* RECORDED DATA *
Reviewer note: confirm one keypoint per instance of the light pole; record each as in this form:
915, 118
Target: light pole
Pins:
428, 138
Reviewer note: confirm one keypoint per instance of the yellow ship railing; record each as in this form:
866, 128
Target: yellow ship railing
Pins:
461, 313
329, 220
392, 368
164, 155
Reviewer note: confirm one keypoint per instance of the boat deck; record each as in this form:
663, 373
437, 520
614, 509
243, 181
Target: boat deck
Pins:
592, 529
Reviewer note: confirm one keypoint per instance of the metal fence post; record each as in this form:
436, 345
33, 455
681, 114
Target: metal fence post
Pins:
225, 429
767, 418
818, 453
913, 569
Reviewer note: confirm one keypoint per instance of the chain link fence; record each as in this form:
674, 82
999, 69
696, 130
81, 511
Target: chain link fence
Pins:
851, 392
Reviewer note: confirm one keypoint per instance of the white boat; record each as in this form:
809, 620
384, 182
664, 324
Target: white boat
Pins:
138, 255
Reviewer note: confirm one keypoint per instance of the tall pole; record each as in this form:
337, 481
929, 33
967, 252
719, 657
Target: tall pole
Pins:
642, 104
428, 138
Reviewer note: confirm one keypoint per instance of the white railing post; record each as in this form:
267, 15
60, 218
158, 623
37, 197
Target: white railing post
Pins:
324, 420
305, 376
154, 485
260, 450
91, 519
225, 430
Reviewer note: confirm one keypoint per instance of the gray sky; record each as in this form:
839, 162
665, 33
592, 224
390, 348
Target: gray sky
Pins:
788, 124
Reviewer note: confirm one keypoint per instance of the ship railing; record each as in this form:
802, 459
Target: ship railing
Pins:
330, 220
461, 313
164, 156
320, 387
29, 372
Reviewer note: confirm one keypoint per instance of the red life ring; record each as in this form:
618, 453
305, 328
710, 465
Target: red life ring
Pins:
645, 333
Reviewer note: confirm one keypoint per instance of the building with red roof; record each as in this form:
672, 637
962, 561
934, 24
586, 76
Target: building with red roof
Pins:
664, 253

* TASK OBJECTIVE *
From the line with "Reviewer note: confirm one keypoint per instance of the yellow" to the last line of the material, give every line again exactly, and only those lines.

* RESULT OF THIS EXERCISE *
Reviewer note: confirm one keypoint per instance of the yellow ship railing; record each as in this form:
866, 128
Target: yellow ship railing
Pins:
461, 313
329, 220
392, 368
164, 155
Reviewer note: confirm one keypoint per instance of the boat deck; record each as in this form:
663, 373
437, 520
614, 509
243, 181
Target: boat deck
Pins:
592, 529
Reviewer note: confirm one keypoint per instance of the metal fence post; record each as in this form:
436, 345
33, 455
681, 114
Target: metal fence post
Pins:
225, 429
767, 418
818, 453
913, 569
Reviewer note: confirm one keypoint per instance of the chain link fence; record each as in this form:
674, 82
999, 69
696, 130
81, 511
Target: chain link fence
Pins:
851, 392
Reviewer note: confirm one keypoint per instance of the white boat; record each as in this form:
809, 620
384, 182
664, 324
Target: white boat
Pins:
138, 255
Reviewer note: confirm one keypoint per instance of the tall pole; record each as in this form:
337, 481
929, 33
967, 252
719, 657
Target: tall pole
Pins:
642, 104
428, 138
Reviewer note: confirm one keypoint per instance of the white railing post; record each as in this form:
267, 15
60, 218
158, 623
37, 197
Target: white railing post
Pins:
324, 420
305, 376
154, 485
260, 450
91, 519
225, 430
Reviewer note: confirm one keypoint per instance of the gray sky; record each as in this form:
839, 162
665, 33
592, 224
390, 348
Target: gray sky
Pins:
788, 124
Reviewer note: confirm one keypoint per instance of the ship railing; record each as in this form:
802, 459
Target: ship railing
Pins:
330, 220
461, 313
164, 156
320, 387
29, 372
Reviewer note: confirm one keypoint per instance of the red life ring; record each as in this form:
618, 453
305, 328
710, 465
Target: red life ring
Pins:
645, 333
Reviewer note: confirm one keypoint per instance of the building with red roof; record each as in this form:
672, 637
962, 561
934, 24
586, 76
Target: building with red roof
Pins:
664, 253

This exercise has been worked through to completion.